_Requirement_
Present each line of the material below as a numbered list, leaving out the blank lines.
Start Records
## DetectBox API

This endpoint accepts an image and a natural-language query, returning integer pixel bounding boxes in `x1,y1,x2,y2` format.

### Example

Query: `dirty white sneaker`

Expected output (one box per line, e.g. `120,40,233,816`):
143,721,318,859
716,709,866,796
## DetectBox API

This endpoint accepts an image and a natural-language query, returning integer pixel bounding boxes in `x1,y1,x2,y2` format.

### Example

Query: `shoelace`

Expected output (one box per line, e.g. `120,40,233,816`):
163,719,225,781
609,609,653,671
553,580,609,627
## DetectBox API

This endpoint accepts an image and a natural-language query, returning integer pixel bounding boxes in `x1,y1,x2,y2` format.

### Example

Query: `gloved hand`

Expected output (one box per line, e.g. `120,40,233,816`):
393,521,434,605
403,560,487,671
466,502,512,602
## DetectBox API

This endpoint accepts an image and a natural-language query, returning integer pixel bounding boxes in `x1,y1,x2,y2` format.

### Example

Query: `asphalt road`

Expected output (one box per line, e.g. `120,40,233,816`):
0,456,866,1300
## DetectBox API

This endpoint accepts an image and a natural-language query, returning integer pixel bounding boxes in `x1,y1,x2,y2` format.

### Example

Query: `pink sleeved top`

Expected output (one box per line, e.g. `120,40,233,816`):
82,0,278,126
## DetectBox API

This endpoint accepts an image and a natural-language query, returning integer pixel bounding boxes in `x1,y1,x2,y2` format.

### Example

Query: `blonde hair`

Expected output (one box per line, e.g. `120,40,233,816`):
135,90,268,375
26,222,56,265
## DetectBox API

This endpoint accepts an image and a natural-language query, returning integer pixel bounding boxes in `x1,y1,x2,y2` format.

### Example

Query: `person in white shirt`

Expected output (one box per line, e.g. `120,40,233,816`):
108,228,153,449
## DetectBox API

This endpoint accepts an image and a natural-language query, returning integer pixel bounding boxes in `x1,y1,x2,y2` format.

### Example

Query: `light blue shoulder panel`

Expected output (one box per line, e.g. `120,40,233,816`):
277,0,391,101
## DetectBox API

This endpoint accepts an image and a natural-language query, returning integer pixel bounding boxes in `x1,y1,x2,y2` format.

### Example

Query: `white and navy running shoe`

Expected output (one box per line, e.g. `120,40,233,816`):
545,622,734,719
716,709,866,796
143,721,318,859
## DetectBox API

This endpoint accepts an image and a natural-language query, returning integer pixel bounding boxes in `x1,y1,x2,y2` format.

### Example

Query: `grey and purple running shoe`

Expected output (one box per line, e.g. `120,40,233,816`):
End Records
_The result_
1. ## DetectBox API
2. This endpoint accepts an image and a natural-language query, returning integer pixel bounding boxes in `x1,y1,x2,y2` format.
3. ### Example
4. Query: `dirty white sneaker`
5. Expected output (one box per line, e.g. `120,40,233,816`):
6. 143,721,318,859
7. 716,709,866,796
8. ## DetectBox API
9. This endpoint accepts an image and a natural-language query, returning integer pixel bounding boxes in `x1,y1,x2,y2` format.
10. ### Example
11. Query: `shoelace`
12. Expected output (one box per line, e.g. `120,40,233,816`):
13. 163,719,225,781
14. 609,609,653,671
15. 553,580,609,627
16. ## DetectBox API
17. This endpoint accepts an image and a natural-language query, returning integer pixel bounding boxes in `x1,y1,x2,y2` format.
18. ### Example
19. Query: `gloved hand`
20. Expected output (one box per line, e.g. `120,40,233,816`):
21. 393,521,434,605
22. 403,560,487,671
23. 466,502,512,602
24. ## DetectBox API
25. This endpoint accepts an image and a natural-language query, returning integer pixel bounding boxes in `x1,y1,x2,y2` format.
26. ### Example
27. Query: `asphalt road`
28. Expected output (one box per line, e.g. `120,40,233,816`):
29. 0,456,866,1300
30. ## DetectBox API
31. This endpoint accepts an image and a natural-language query, returning integer pixel bounding boxes in `x1,y1,x2,y2` format.
32. ### Example
33. Query: `pink sleeved top`
34. Expected output (one box per line, e.g. `120,40,233,816`):
35. 82,0,278,126
36. ## DetectBox API
37. This endpoint accepts an image and a natural-language query, returning integer pixel bounding boxes in `x1,y1,x2,y2` format.
38. ### Example
39. Query: `blonde hair`
40. Expected output (one box per line, e.g. `120,40,233,816`):
41. 135,90,268,375
42. 26,222,56,265
43. ## DetectBox API
44. This endpoint accepts an image and a natural-language query, returning integer pixel bounding boxes in `x1,y1,x2,y2` format.
45. ### Example
46. Query: `person in white shirt`
47. Expected output (one box per line, e.g. `120,40,233,816`):
48. 108,228,153,449
49. ## DetectBox API
50. This endpoint accepts an image and a natural-language query, returning integer pixel bounding boxes in `x1,y1,x2,y2` format.
51. ### Example
52. Query: `light blue shoulder panel`
53. Expected output (one box per line, e.g. `120,40,233,816`):
54. 277,0,391,101
55. ## DetectBox API
56. This endpoint accepts an image and a natural-language query, returning integer pixel bounding boxes in `x1,y1,x2,y2` format.
57. ### Example
58. Query: `white and navy running shoe`
59. Expected output (one box per line, e.g. `120,40,233,816`):
60. 545,622,734,719
61. 716,709,866,796
62. 143,721,318,859
63. ## DetectBox API
64. This endpoint accepts an image and a natural-language query, returning integer pixel bounding boxes in `x1,y1,x2,y2` format.
65. ### Example
66. Query: `grey and purple running shoe`
67. Expected output (one box per line, e.g. `120,40,233,816`):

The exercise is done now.